What the task asks: Can you write out again, unchanged, everything in the listing below from the line containing "Task: mark one point on every instance of the dark" down to the last line of the listing?

Exercise data:
--------------------------------

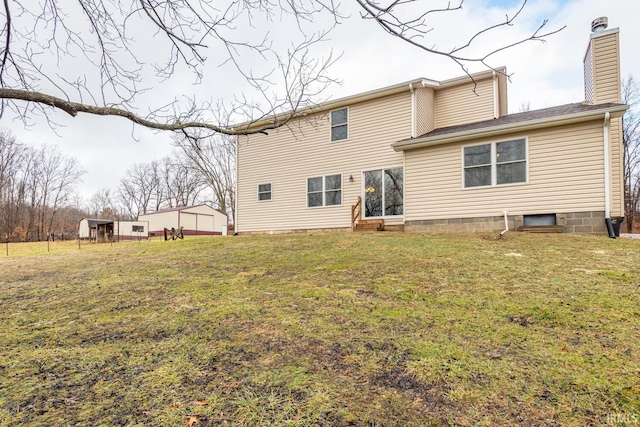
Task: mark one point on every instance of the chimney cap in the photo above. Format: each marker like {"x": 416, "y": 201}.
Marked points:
{"x": 599, "y": 24}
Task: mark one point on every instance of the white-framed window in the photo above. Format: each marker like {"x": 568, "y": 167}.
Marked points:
{"x": 339, "y": 124}
{"x": 384, "y": 192}
{"x": 264, "y": 192}
{"x": 324, "y": 191}
{"x": 495, "y": 163}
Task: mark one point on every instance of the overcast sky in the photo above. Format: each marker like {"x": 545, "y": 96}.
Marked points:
{"x": 542, "y": 74}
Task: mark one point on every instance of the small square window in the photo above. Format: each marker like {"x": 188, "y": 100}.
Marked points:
{"x": 264, "y": 192}
{"x": 339, "y": 124}
{"x": 324, "y": 191}
{"x": 497, "y": 163}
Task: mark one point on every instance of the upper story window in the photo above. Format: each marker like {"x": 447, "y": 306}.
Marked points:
{"x": 339, "y": 124}
{"x": 324, "y": 191}
{"x": 264, "y": 192}
{"x": 497, "y": 163}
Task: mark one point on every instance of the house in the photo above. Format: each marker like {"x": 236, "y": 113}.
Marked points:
{"x": 439, "y": 156}
{"x": 109, "y": 230}
{"x": 195, "y": 220}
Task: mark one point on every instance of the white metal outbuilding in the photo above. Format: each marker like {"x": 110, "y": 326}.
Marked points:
{"x": 195, "y": 220}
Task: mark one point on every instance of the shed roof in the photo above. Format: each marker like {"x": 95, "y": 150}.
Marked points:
{"x": 179, "y": 208}
{"x": 562, "y": 114}
{"x": 95, "y": 221}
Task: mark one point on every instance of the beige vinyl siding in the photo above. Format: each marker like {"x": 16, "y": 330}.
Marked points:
{"x": 458, "y": 104}
{"x": 588, "y": 75}
{"x": 606, "y": 69}
{"x": 287, "y": 157}
{"x": 424, "y": 110}
{"x": 565, "y": 174}
{"x": 617, "y": 172}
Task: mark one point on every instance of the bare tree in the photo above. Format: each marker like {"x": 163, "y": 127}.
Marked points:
{"x": 183, "y": 182}
{"x": 35, "y": 184}
{"x": 413, "y": 22}
{"x": 137, "y": 189}
{"x": 41, "y": 35}
{"x": 215, "y": 159}
{"x": 103, "y": 35}
{"x": 11, "y": 158}
{"x": 102, "y": 204}
{"x": 631, "y": 144}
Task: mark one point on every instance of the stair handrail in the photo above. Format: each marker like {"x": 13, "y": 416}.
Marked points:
{"x": 356, "y": 213}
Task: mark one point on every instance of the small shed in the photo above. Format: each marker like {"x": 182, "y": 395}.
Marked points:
{"x": 195, "y": 220}
{"x": 108, "y": 230}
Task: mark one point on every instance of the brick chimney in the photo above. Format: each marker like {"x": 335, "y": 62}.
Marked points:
{"x": 602, "y": 64}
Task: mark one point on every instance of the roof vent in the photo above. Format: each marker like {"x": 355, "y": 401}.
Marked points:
{"x": 599, "y": 24}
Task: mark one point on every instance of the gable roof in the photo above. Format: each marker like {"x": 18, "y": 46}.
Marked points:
{"x": 553, "y": 116}
{"x": 372, "y": 94}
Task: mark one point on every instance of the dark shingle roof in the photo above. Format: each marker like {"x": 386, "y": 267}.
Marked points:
{"x": 545, "y": 113}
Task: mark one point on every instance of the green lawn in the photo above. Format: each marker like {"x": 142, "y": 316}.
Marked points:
{"x": 351, "y": 329}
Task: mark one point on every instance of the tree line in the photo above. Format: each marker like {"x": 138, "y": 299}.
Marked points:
{"x": 38, "y": 197}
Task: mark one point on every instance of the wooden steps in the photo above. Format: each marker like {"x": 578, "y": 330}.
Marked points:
{"x": 542, "y": 228}
{"x": 369, "y": 225}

--------------------------------

Final result:
Task: mark one point on every instance of the dark shingle roof in the photo above. Format: each marker like {"x": 386, "y": 267}.
Marked points:
{"x": 545, "y": 113}
Task: mark one point on every instance of the green lawn in the photo above. Format: each marker like {"x": 142, "y": 316}.
Marked points:
{"x": 351, "y": 329}
Task: mark one point on every instance of the tree line in the photo above. Format: each marker like {"x": 138, "y": 299}.
Marked points:
{"x": 38, "y": 197}
Task: mark one point on every instance of the wooden steps in the photo above. Format: each marker like {"x": 578, "y": 330}.
Marked points:
{"x": 542, "y": 228}
{"x": 369, "y": 225}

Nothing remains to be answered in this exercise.